Task directions
Gather each line in the records below that contains the word "tire", and copy those lines.

--- BEGIN Data for this exercise ---

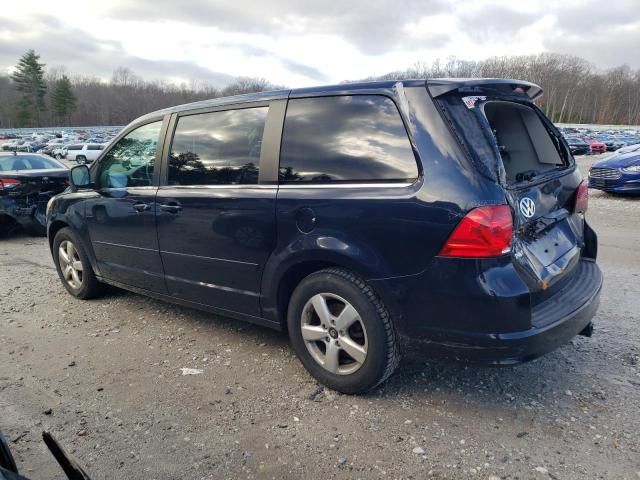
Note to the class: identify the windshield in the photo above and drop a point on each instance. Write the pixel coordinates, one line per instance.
(28, 162)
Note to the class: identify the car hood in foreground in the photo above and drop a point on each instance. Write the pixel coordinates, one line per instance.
(47, 172)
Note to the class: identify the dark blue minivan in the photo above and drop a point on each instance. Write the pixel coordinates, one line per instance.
(365, 219)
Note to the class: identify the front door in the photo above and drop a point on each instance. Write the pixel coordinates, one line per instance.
(216, 220)
(121, 216)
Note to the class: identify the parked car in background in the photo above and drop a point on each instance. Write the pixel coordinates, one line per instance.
(361, 218)
(12, 145)
(629, 148)
(619, 173)
(27, 182)
(596, 146)
(60, 152)
(578, 146)
(84, 152)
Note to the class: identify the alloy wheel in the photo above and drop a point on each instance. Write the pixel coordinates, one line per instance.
(70, 264)
(334, 333)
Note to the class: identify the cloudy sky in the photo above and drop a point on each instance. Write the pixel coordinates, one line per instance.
(307, 42)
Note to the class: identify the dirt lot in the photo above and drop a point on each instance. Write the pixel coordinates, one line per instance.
(105, 377)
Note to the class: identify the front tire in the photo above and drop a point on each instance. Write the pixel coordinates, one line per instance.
(73, 266)
(342, 332)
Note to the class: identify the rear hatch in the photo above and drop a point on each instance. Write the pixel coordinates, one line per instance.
(511, 142)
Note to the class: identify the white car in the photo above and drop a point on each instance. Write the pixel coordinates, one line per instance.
(84, 152)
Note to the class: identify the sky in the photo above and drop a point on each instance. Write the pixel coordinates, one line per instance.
(307, 42)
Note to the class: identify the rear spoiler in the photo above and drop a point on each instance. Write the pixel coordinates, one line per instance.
(442, 86)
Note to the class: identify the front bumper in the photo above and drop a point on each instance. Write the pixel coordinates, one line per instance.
(29, 216)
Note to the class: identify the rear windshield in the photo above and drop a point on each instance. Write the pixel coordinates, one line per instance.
(508, 139)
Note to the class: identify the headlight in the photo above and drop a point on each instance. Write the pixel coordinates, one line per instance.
(49, 203)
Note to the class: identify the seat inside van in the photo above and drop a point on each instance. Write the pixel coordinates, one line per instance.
(525, 145)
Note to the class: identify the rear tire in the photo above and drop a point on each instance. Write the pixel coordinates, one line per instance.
(73, 266)
(350, 346)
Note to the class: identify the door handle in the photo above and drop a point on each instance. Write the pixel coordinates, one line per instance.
(170, 207)
(140, 207)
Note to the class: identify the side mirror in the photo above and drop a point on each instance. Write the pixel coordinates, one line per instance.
(80, 177)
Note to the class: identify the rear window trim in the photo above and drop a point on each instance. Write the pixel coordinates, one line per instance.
(397, 183)
(549, 174)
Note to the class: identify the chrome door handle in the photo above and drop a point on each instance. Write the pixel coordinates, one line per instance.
(170, 207)
(140, 207)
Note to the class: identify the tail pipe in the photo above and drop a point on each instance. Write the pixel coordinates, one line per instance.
(587, 331)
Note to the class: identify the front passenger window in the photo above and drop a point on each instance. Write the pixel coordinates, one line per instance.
(130, 162)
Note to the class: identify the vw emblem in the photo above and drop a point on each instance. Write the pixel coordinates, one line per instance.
(527, 207)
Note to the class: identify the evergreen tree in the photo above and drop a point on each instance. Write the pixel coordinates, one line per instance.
(29, 80)
(63, 101)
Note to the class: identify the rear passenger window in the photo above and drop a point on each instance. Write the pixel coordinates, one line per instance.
(358, 138)
(217, 148)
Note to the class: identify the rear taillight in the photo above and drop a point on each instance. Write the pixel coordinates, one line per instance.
(7, 183)
(582, 197)
(483, 232)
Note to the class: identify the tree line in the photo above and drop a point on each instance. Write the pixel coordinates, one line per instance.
(575, 90)
(33, 96)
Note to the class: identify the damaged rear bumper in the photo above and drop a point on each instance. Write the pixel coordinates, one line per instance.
(554, 322)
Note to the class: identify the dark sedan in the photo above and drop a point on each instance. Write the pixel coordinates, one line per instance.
(27, 182)
(619, 173)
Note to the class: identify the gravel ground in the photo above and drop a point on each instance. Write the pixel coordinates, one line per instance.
(105, 377)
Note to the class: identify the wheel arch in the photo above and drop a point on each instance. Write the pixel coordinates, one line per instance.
(53, 229)
(279, 283)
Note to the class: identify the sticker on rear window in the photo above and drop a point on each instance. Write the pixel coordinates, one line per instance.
(470, 102)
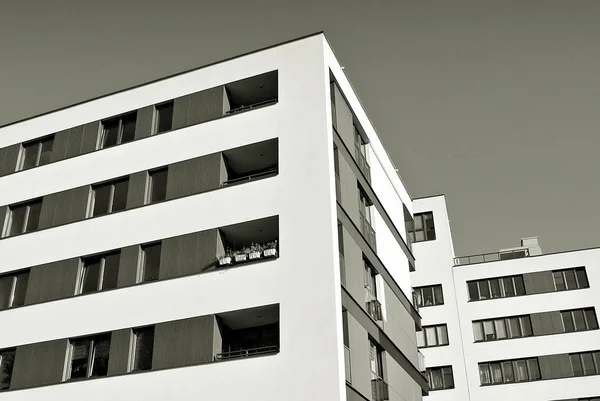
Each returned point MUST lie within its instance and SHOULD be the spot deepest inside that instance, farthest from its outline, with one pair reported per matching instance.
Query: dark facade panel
(39, 364)
(136, 192)
(145, 119)
(184, 342)
(118, 361)
(52, 281)
(128, 265)
(194, 176)
(8, 159)
(181, 111)
(206, 105)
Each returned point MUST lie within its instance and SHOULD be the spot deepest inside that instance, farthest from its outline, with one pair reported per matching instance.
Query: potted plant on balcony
(225, 258)
(255, 251)
(270, 249)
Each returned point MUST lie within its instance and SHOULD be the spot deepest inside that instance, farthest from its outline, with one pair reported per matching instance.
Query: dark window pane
(120, 196)
(495, 285)
(581, 278)
(579, 320)
(5, 291)
(158, 185)
(576, 364)
(438, 295)
(484, 290)
(592, 321)
(46, 151)
(508, 286)
(507, 369)
(151, 262)
(30, 155)
(164, 116)
(79, 359)
(17, 219)
(20, 289)
(567, 321)
(570, 280)
(144, 344)
(110, 136)
(101, 351)
(111, 271)
(473, 290)
(102, 199)
(7, 359)
(91, 276)
(34, 216)
(128, 128)
(519, 285)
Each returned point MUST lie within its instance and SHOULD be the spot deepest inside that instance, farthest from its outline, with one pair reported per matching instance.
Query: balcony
(367, 231)
(249, 333)
(379, 389)
(251, 241)
(347, 364)
(251, 93)
(491, 257)
(250, 163)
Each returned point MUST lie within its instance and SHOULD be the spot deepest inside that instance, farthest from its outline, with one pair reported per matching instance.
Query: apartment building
(508, 325)
(232, 232)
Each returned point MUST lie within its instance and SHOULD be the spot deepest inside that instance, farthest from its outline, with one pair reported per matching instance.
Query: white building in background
(507, 325)
(236, 232)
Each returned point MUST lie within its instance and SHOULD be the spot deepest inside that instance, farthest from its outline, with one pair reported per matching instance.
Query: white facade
(304, 281)
(459, 312)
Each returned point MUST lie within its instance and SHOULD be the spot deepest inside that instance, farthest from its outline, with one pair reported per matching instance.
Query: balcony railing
(342, 269)
(367, 230)
(245, 353)
(491, 257)
(347, 364)
(251, 106)
(250, 177)
(380, 389)
(362, 161)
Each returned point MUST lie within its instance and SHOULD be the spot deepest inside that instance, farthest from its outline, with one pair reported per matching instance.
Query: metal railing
(347, 364)
(362, 162)
(245, 353)
(250, 177)
(251, 106)
(380, 389)
(491, 257)
(367, 230)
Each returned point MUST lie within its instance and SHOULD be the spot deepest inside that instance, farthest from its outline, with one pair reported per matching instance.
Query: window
(429, 295)
(12, 290)
(150, 263)
(7, 358)
(496, 288)
(36, 153)
(142, 346)
(423, 228)
(118, 130)
(517, 370)
(99, 273)
(23, 218)
(570, 279)
(432, 336)
(498, 329)
(164, 117)
(89, 357)
(157, 187)
(440, 378)
(585, 363)
(109, 197)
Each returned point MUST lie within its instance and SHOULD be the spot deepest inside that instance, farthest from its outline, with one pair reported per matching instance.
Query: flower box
(270, 252)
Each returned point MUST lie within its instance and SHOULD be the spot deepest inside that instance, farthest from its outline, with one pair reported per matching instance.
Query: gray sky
(494, 103)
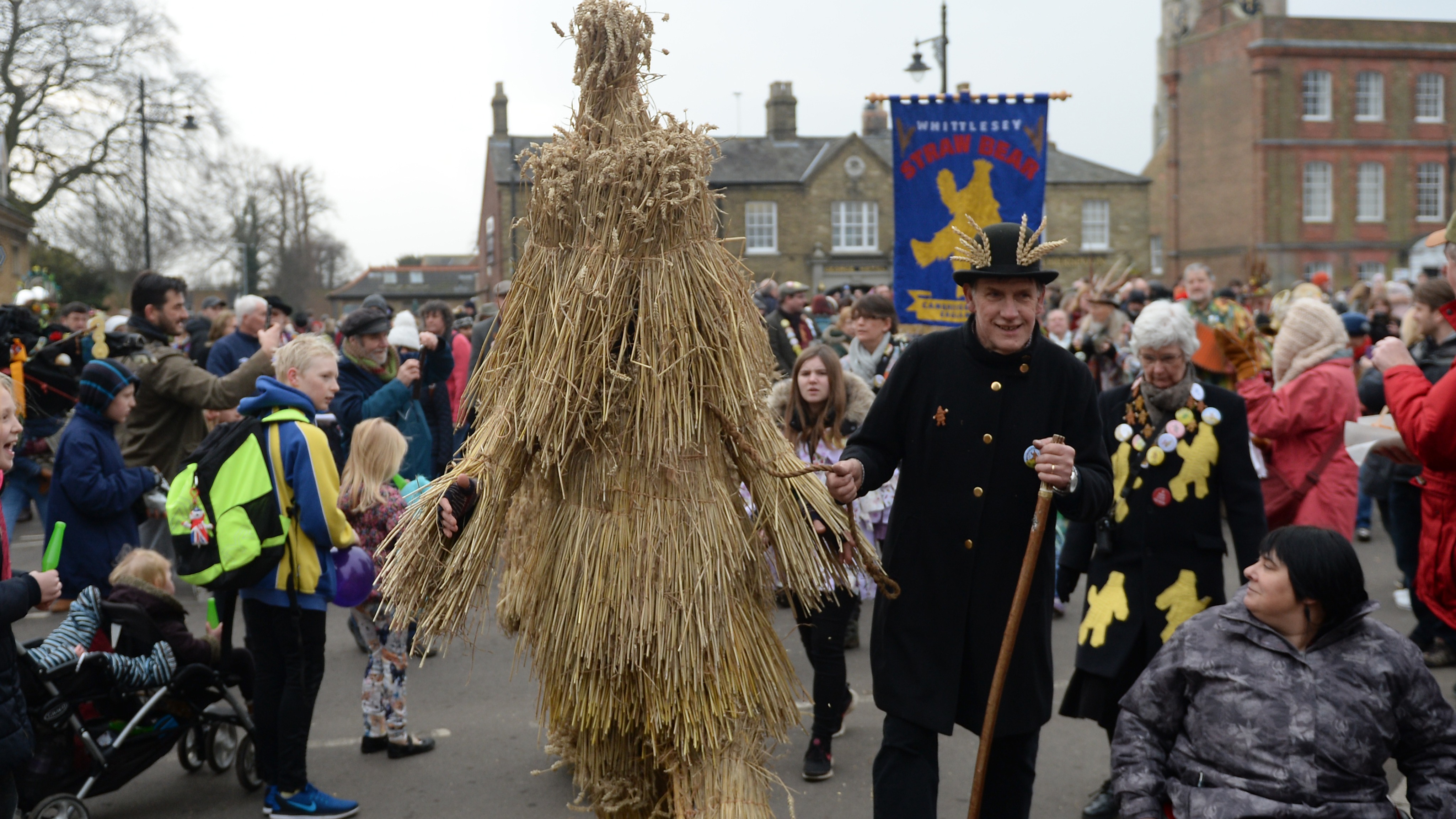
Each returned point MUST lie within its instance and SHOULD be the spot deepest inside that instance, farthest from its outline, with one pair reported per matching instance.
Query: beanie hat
(407, 333)
(102, 381)
(1310, 333)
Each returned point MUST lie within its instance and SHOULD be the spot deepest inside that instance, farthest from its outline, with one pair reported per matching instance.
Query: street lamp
(918, 68)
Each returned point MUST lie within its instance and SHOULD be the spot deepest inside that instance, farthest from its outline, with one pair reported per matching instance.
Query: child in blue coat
(92, 490)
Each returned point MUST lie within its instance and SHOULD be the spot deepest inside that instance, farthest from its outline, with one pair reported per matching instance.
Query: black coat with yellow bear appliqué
(1167, 562)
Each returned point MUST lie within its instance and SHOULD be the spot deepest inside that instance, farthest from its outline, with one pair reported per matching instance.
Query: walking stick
(1018, 605)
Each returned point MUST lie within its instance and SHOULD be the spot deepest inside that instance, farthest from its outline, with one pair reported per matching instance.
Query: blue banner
(980, 156)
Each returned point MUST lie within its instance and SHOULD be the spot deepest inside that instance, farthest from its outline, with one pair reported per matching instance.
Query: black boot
(819, 761)
(1103, 803)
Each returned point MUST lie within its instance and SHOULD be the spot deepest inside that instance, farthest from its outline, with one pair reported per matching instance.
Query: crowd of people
(1183, 408)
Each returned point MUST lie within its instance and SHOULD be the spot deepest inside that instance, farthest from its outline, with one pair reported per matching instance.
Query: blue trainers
(314, 802)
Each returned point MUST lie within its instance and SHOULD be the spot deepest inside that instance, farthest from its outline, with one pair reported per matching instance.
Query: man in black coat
(959, 416)
(1180, 455)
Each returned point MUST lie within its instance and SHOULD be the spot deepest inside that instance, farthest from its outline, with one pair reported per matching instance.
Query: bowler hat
(1005, 251)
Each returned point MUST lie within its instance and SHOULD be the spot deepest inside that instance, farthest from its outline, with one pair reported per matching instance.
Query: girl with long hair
(373, 506)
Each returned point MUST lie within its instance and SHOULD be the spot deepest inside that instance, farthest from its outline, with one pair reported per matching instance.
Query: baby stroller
(94, 737)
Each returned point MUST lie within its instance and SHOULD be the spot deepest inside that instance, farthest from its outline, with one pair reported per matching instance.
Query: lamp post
(918, 68)
(188, 124)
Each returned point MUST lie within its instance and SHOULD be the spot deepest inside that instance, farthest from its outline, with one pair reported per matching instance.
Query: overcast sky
(391, 101)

--- END Data for this exercise ---

The answer
Note to the class: identify the front tire in the photo above and drop a point on each instance. Write the pixel coordinates, one line per instance.
Note to the class: identify the rear tire in the photo above and drop a point on each instance. Write the pixel coordinates, one line per instance.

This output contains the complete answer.